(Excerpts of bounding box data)
»»

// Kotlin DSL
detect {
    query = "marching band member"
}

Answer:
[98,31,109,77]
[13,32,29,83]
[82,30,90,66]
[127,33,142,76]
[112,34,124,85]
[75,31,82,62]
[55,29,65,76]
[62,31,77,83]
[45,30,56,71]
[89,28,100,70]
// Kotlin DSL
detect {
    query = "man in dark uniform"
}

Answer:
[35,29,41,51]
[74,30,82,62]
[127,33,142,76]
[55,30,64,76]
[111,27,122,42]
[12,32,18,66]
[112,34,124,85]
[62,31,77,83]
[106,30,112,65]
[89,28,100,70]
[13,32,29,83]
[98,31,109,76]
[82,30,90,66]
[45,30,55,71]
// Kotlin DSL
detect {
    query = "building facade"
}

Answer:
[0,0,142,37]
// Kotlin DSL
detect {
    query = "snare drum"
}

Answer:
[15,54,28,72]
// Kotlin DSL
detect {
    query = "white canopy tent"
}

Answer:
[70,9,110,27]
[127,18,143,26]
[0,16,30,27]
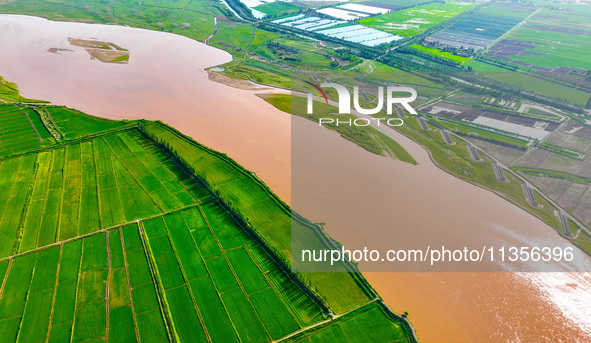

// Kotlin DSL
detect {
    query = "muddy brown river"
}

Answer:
[0,15,591,342]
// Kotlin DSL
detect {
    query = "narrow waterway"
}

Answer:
[0,15,591,342]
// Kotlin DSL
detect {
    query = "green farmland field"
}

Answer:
[0,105,410,343]
[411,44,470,63]
[359,1,476,37]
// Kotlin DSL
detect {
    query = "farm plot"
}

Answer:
[0,105,55,156]
[0,226,169,342]
[0,117,416,343]
[286,303,410,343]
[427,4,534,50]
[273,15,403,46]
[359,1,476,37]
[142,207,322,342]
[43,106,126,138]
[0,130,209,257]
[141,122,369,313]
[486,6,591,74]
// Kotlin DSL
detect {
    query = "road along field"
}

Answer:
[0,105,414,343]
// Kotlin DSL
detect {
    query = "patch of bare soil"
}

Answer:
[68,38,129,64]
[207,71,271,90]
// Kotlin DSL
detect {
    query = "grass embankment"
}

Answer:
[0,105,412,343]
[262,94,417,164]
[511,167,591,184]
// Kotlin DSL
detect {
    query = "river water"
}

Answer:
[0,15,591,342]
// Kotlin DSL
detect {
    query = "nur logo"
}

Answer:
[306,81,417,126]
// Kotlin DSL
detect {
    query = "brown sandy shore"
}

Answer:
[0,15,591,342]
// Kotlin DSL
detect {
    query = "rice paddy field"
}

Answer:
[487,6,591,73]
[359,1,477,37]
[0,105,413,343]
[428,3,535,50]
[411,44,470,63]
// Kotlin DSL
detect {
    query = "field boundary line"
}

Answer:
[45,245,64,343]
[161,214,214,342]
[103,137,166,215]
[105,231,113,340]
[197,206,276,340]
[69,236,85,342]
[117,227,142,343]
[16,255,39,342]
[272,298,381,343]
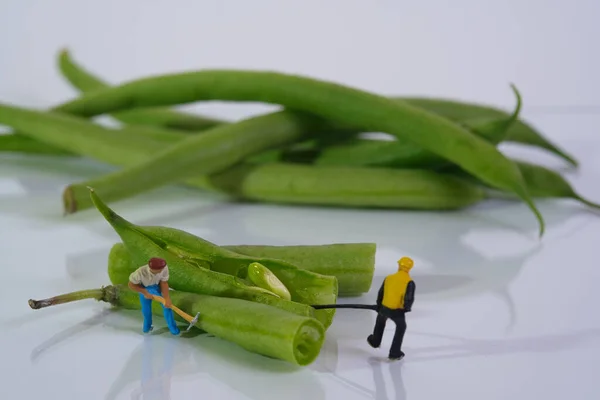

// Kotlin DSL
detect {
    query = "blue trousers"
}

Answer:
[140,285,179,335]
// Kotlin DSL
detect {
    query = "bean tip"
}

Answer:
[63,185,77,215]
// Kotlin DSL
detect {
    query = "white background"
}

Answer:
[0,0,600,400]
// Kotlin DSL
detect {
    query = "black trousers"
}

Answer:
[373,306,406,357]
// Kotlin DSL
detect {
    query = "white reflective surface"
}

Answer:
[0,116,600,400]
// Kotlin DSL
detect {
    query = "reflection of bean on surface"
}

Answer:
[193,338,325,400]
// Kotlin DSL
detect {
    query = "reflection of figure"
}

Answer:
[367,257,415,360]
[369,359,406,400]
[131,337,175,400]
[129,258,180,335]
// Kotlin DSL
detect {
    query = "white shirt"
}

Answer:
[129,265,169,287]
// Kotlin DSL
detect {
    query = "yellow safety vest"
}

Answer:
[381,271,412,310]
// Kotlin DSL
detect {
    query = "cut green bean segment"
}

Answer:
[63,111,330,213]
[108,239,337,327]
[399,97,578,166]
[0,104,180,166]
[248,262,291,300]
[221,243,377,297]
[208,163,485,210]
[296,139,597,208]
[52,70,544,236]
[91,191,324,322]
[0,101,479,217]
[58,49,226,132]
[130,225,338,327]
[29,285,325,366]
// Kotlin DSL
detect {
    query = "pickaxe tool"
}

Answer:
[152,295,200,331]
[311,304,378,311]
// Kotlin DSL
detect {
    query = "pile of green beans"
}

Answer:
[0,50,594,231]
[29,188,375,366]
[10,50,600,366]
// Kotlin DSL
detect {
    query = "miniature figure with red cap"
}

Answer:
[129,258,180,335]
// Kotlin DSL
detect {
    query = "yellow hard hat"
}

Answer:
[398,257,414,270]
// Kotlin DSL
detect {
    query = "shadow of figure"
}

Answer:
[130,335,177,400]
[368,357,407,400]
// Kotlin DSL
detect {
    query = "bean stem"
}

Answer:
[28,288,109,310]
[51,70,544,237]
[29,285,325,366]
[57,49,227,132]
[59,50,578,166]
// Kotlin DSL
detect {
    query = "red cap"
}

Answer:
[148,257,167,270]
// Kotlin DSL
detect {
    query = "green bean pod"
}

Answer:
[29,285,325,366]
[90,186,318,320]
[59,50,578,167]
[248,262,291,300]
[0,105,479,219]
[51,70,544,236]
[208,163,485,210]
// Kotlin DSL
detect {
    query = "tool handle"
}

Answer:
[152,294,194,322]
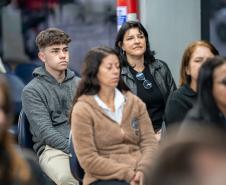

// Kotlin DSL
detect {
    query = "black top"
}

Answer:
[130,67,165,132]
[165,84,197,126]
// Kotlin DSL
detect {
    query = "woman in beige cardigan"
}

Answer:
[71,47,157,185]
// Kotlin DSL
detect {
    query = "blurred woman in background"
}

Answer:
[182,57,226,131]
[165,40,219,126]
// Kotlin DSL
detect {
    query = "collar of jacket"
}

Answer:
[121,59,163,79]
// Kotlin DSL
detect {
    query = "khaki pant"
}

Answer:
[39,145,79,185]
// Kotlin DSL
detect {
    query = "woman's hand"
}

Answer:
[130,171,144,185]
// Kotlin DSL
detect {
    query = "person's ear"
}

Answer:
[118,41,124,51]
[38,51,46,63]
[185,66,191,75]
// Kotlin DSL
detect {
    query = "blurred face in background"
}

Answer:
[122,28,146,57]
[186,46,214,90]
[213,64,226,116]
[97,54,120,89]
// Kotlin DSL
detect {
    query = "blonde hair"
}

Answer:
[179,40,219,86]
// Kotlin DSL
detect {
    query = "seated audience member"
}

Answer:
[0,74,47,185]
[115,21,176,140]
[165,41,219,126]
[71,47,157,185]
[148,125,226,185]
[181,57,226,131]
[22,28,79,185]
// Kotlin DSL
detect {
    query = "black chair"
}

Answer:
[18,110,34,150]
[69,134,85,185]
[18,110,56,185]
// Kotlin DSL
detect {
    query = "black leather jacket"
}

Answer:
[121,59,177,102]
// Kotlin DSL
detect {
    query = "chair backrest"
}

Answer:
[18,110,34,150]
[5,73,25,115]
[69,134,85,184]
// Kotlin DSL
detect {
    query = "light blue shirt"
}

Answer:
[94,88,125,124]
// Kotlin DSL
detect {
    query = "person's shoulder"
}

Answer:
[124,91,145,106]
[73,95,97,112]
[169,87,184,99]
[23,78,40,92]
[149,59,169,70]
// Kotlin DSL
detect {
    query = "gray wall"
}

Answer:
[139,0,201,85]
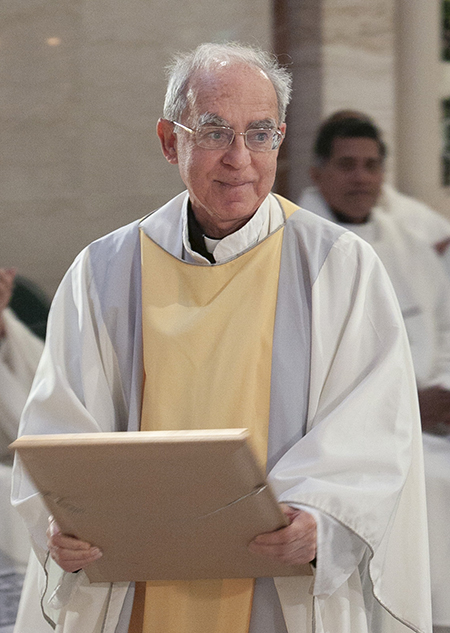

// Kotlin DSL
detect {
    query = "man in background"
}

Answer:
[301,113,450,630]
[0,268,44,633]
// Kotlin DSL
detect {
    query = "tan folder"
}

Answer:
[11,429,311,582]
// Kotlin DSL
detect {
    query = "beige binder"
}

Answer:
[11,429,311,582]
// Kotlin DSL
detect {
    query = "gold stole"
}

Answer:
[129,195,296,633]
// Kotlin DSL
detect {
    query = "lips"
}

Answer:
[216,180,253,187]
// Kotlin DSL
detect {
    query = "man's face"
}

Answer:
[158,63,285,237]
[311,138,384,224]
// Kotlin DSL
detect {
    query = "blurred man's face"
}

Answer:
[158,62,285,237]
[311,137,384,224]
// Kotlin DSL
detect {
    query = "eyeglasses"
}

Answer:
[171,121,284,152]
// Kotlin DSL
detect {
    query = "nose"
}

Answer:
[353,164,374,182]
[222,133,252,169]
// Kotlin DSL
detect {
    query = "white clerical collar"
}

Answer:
[182,194,284,264]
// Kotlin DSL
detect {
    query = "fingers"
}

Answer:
[47,517,102,572]
[249,508,317,565]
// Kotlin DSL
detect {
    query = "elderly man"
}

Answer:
[13,44,430,633]
[301,114,450,631]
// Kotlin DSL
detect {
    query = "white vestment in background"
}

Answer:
[0,308,44,633]
[304,189,450,627]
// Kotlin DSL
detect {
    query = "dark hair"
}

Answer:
[313,115,386,162]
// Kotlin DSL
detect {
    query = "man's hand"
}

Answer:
[248,504,317,565]
[419,387,450,435]
[47,517,102,572]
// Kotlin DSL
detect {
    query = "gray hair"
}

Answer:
[164,42,292,123]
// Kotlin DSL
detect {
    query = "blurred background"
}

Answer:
[0,0,450,296]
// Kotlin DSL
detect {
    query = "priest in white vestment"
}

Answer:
[0,268,43,633]
[301,116,450,630]
[13,44,431,633]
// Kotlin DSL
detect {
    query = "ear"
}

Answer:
[156,119,178,165]
[309,165,322,186]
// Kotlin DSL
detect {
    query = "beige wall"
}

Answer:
[0,0,271,294]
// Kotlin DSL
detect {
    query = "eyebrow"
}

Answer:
[197,112,230,127]
[197,112,277,130]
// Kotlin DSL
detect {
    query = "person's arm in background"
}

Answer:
[0,268,16,339]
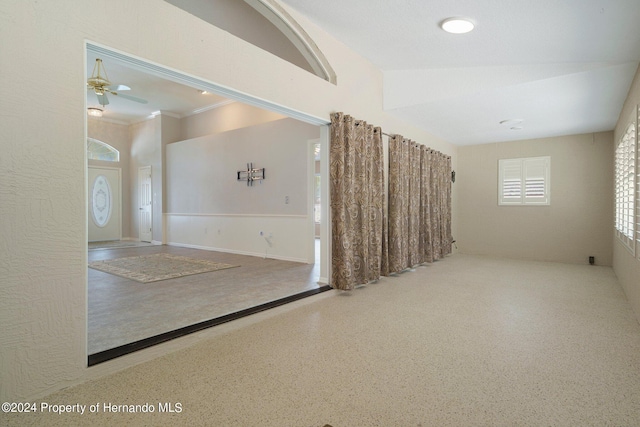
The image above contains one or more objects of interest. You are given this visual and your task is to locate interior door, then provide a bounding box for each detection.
[87,166,122,242]
[138,166,153,242]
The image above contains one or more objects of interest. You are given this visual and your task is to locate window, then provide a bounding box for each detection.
[615,123,636,252]
[87,138,120,162]
[498,156,551,206]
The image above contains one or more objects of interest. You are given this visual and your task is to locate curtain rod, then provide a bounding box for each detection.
[342,120,451,159]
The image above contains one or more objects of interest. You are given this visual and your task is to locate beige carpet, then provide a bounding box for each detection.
[5,255,640,427]
[89,254,238,283]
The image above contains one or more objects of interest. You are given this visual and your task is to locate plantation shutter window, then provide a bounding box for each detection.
[498,156,551,206]
[615,123,638,253]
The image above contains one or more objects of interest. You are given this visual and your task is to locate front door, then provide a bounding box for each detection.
[87,166,122,242]
[138,166,153,242]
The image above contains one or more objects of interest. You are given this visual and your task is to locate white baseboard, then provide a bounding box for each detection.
[167,242,307,264]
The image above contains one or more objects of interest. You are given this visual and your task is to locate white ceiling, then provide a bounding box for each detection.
[87,50,230,124]
[87,0,640,145]
[282,0,640,145]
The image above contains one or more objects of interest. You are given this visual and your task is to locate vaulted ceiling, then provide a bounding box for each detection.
[87,0,640,145]
[282,0,640,145]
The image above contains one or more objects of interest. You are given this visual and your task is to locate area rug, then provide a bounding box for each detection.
[89,254,239,283]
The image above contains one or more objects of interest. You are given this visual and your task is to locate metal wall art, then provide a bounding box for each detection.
[238,163,264,187]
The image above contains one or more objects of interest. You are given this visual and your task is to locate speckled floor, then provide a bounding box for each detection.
[5,255,640,427]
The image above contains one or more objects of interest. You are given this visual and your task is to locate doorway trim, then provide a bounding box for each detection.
[137,165,153,243]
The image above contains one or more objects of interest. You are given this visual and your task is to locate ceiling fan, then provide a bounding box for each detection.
[87,58,147,107]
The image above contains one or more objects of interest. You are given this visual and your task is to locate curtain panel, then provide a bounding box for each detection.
[329,113,386,290]
[385,135,453,275]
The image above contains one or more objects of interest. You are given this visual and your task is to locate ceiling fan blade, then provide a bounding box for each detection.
[111,92,149,104]
[96,93,109,107]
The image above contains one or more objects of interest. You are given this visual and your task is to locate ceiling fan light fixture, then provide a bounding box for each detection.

««

◆ **To do**
In the records above, return only the line that contains "to locate metal" and every line after it through the last, exactly as they appear.

◆ **Solution**
The image above contains one or more objects of interest. You are given this visual and your task is to locate metal wall art, then provide a bounding box for each detection.
[238,163,264,187]
The image above contains one or more objects of interest. You are given this visual and your task is to locate speckled floor, then provide a bounding box for each detection.
[5,255,640,427]
The image above contains one or more objects of interest. You are given this visual and your task is to locate doorway trim, then provide a bounding box for each detection.
[137,165,153,243]
The image above contains one or more objects of interest. You are given this visual and your task is to locate ceiling fan, then provide a bounding box for each detection.
[87,58,147,107]
The image above contains one or more objects of interest. You are given this visual and your task is to locate curtain panel, then provide a bounding box for each detection.
[329,113,386,290]
[385,135,453,275]
The image above contains one or more objects of interest. You are given this visual and your task is to locate ceiling fan blade, then provide a bounding box for each detection.
[111,92,149,104]
[96,93,109,107]
The image above contains one or more objects of interest. You are given this visual and your task is to locate ceiling fan light fixture, then provide a bounding box for each detection.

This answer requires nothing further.